__TASK DETAILS__: Repeat all of the records verbatim.

** START AVAILABLE DATA **

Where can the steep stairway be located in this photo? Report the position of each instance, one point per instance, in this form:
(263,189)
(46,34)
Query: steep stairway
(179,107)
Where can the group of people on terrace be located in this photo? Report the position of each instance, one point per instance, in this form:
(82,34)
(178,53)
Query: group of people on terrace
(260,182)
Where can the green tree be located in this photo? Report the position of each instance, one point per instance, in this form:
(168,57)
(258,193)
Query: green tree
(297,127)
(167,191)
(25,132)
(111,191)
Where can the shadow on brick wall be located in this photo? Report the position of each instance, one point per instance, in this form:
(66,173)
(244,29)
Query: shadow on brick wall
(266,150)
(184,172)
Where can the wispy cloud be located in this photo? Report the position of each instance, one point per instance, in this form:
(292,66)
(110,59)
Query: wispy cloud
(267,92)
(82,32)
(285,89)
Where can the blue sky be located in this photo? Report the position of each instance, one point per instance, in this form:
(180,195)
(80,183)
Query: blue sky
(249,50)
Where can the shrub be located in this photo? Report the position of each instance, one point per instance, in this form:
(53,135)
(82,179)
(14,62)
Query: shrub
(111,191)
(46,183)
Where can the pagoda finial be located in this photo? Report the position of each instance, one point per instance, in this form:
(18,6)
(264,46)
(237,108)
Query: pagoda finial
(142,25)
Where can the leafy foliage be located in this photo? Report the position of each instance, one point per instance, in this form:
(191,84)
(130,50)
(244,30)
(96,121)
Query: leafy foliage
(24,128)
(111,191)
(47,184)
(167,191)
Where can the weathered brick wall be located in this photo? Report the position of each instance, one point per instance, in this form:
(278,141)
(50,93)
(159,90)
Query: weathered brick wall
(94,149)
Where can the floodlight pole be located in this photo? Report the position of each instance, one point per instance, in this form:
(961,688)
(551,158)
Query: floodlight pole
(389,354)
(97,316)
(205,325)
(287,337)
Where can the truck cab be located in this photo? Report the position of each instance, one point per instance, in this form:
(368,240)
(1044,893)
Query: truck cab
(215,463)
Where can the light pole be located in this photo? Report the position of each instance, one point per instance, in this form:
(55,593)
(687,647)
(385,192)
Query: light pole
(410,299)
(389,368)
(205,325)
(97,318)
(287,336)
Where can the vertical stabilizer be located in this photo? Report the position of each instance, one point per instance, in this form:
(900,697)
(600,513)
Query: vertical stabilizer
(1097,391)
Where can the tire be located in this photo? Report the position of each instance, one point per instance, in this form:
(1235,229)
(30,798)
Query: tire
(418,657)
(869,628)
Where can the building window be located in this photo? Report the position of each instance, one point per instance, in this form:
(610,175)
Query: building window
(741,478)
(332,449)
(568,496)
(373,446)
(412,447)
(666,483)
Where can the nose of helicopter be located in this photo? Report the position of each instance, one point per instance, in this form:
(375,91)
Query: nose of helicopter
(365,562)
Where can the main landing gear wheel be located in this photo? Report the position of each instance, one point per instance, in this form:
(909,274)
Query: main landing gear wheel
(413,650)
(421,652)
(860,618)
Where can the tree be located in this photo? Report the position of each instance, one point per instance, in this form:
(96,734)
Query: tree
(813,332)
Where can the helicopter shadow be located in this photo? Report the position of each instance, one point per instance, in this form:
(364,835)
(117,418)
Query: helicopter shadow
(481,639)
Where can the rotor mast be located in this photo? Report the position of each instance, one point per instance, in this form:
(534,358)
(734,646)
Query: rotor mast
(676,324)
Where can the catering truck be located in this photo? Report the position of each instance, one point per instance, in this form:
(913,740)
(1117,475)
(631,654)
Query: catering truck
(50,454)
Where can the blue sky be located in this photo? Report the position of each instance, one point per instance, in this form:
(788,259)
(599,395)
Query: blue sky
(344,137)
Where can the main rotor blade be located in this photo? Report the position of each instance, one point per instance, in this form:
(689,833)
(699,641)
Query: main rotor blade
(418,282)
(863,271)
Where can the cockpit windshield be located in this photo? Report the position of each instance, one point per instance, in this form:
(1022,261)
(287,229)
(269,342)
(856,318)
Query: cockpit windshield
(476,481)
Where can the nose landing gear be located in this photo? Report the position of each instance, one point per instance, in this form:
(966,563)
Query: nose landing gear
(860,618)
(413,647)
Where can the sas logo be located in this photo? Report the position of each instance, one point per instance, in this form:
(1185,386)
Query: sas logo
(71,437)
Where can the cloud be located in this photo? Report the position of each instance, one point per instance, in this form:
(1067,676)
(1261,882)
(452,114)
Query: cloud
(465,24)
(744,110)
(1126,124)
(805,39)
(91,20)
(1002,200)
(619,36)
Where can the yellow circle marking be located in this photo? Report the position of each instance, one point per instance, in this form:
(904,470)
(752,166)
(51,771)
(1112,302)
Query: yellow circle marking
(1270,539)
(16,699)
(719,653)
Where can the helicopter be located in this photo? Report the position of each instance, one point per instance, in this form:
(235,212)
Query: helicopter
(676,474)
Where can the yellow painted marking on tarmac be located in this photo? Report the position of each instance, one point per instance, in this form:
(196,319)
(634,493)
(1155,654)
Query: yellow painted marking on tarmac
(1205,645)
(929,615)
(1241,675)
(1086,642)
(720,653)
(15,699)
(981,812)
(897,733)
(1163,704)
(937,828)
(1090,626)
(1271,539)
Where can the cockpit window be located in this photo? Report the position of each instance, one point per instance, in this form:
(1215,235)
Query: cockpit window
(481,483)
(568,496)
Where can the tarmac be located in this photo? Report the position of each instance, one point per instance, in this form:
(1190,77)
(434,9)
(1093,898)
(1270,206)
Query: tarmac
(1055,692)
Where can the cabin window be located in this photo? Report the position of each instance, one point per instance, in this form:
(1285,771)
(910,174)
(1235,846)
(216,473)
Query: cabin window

** END AVAILABLE DATA **

__ANSWER FOR THIS EXERCISE__:
Where can the steep stairway be located in this photo? Report the position of each instance, one point per instance, in this form:
(263,189)
(46,34)
Query: steep stairway
(179,107)
Where can the group of people on terrace be located in this photo? Report the position of each instance, one point per instance, in this form:
(82,34)
(178,53)
Query: group of people on terrace
(260,182)
Where can the green tree be located in this photo? Report the position of each instance, one point per instance, in this form:
(168,57)
(258,193)
Query: green tree
(297,127)
(167,191)
(25,132)
(111,191)
Where can the shadow on brick wall be located in this photo? Report the position of each instance, one point per instance, in this form:
(66,173)
(244,29)
Query: shadow on brick wall
(266,150)
(184,172)
Where can the wispy cloud be located in this photo? Report the position of each instance, one point per instance, in this form:
(292,66)
(110,59)
Query: wispy cloud
(267,92)
(82,32)
(285,89)
Where can the blue sky be located in this photo? Report the position of each instance, one point per instance, in this form:
(180,195)
(80,183)
Query: blue sky
(249,50)
Where can the shrub be located in this photo? Report the position of each instance, one point per instance, in this form:
(53,135)
(82,179)
(14,62)
Query: shrub
(111,191)
(46,183)
Where can the pagoda finial be located in this photo? Report the position of each instance, one point per instance, in this form:
(18,6)
(264,46)
(237,108)
Query: pagoda finial
(142,25)
Where can the leafy foliage be located in this photo? Report the position of each instance, one point per instance, in this form:
(191,84)
(130,50)
(244,30)
(96,121)
Query: leafy foliage
(24,128)
(111,191)
(47,184)
(167,191)
Where can the weathered brick wall be located in this photo? Report the position of each instance, one point per instance, in this form:
(278,141)
(50,93)
(159,90)
Query: weathered brick wall
(94,149)
Where can the floodlight pole be located in this photo? Report the position of each instance, one point per instance, in this form:
(961,688)
(551,158)
Query: floodlight pole
(389,354)
(97,316)
(205,325)
(287,337)
Where can the truck cab be located in this photo? Report the position of each instance, one point per instance, in this form:
(368,240)
(1044,893)
Query: truck cab
(215,463)
Where can the light pole be located in this photo? Report the position of each instance, one point per instance, in this form:
(55,593)
(687,647)
(385,192)
Query: light pole
(410,299)
(389,368)
(205,325)
(97,318)
(287,336)
Where can the vertical stabilizer be located in this photo? Report the position of each instance, one point per instance, in this form:
(900,697)
(600,513)
Query: vertical stabilizer
(1097,391)
Where can the tire be located in this photo? Report the position of each instance, one point per instance, in this form:
(1235,229)
(30,798)
Query: tire
(418,657)
(869,628)
Where can the building window be located in this photo? Report the position of each instance, one point per instance, in this form:
(610,175)
Query: building window
(741,478)
(332,449)
(568,496)
(373,446)
(412,447)
(666,483)
Where can the nose of helicopter be located in this photo? Report the position of each instance, one point per instance, in this form:
(375,91)
Query: nose of helicopter
(365,562)
Where can the main landing gear wheel be located in this photo? Report the position of each instance, one point per instance, in this form:
(909,274)
Query: main landing gear wheel
(413,650)
(421,652)
(860,618)
Where can the tree be located in this photo? Report the position of each instance, one point per instance, in this form:
(96,734)
Query: tree
(813,332)
Where can the helicopter shadow be located in this photo? Report the position of each instance, one point per instance, in this form:
(364,835)
(117,418)
Query: helicopter shadow
(481,639)
Where can the rotor mast be located in this photo? Report the position of each instance, one point per instance, in this form:
(534,358)
(734,646)
Query: rotor mast
(676,324)
Where can the catering truck be located in this photo? Report the position of each instance, one point per instance, in this form:
(913,740)
(1117,475)
(631,654)
Query: catering truck
(50,454)
Where can the blue sky be located in this photo? Report the position of each instance, one point per instance, in this form:
(788,259)
(599,395)
Query: blue sky
(344,137)
Where can the main rotor blade be located in this photo? Report the position of each instance, one point per instance, in this form:
(689,833)
(699,641)
Query: main rotor blade
(418,282)
(863,271)
Where can the cockpit windshield be located in this photo? Report the position of each instance, one point per instance, in this form:
(1022,261)
(287,229)
(269,342)
(856,318)
Query: cockpit windshield
(476,481)
Where can the nose landing gear be located in this photo? Report the position of each instance, one point per instance, in this form:
(966,563)
Query: nose landing gear
(860,618)
(413,647)
Where can the sas logo be located in this photo? Report the position of each instance, one point per instance, in this form:
(1185,386)
Query: sas logo
(71,437)
Where can the cloud be located in this photo? Report the position of each instance, one point per instance, in this form:
(1067,676)
(1261,882)
(452,114)
Query: cloud
(465,24)
(744,110)
(1126,124)
(805,39)
(91,20)
(1002,200)
(619,36)
Where can the yellow circle marking be located in this photo? Report the position of each instance, one point per instance, in this form:
(904,470)
(752,166)
(51,771)
(1112,302)
Query: yellow circle marking
(1270,539)
(16,699)
(719,653)
Where can the helicopter be located in this photo? Report the position of each instance, one point per instance, in this form:
(235,212)
Query: helicopter
(676,474)
Where can the yellow painted marking on tarmac be located in this photo? Report the position of each instance, one point per instance, in this form:
(196,319)
(634,493)
(1155,654)
Query: yellow painted marking on tarmac
(1205,645)
(929,615)
(1241,675)
(1086,642)
(720,653)
(15,699)
(981,812)
(897,733)
(1163,704)
(937,828)
(1090,626)
(1271,539)
Where can the cockpit window be located in this photo? Report the position of each instance, one point per instance, in this form:
(1215,235)
Query: cockpit window
(481,483)
(568,496)
Where can the tarmac be located in this photo? Report the position of each instance, one point per instance, in this form:
(1190,77)
(434,9)
(1093,898)
(1270,206)
Query: tarmac
(1055,692)
Where can the cabin window be located in this photo? Report the position of each instance, one point per instance, in this form:
(1285,771)
(910,174)
(1235,846)
(216,473)
Query: cabin window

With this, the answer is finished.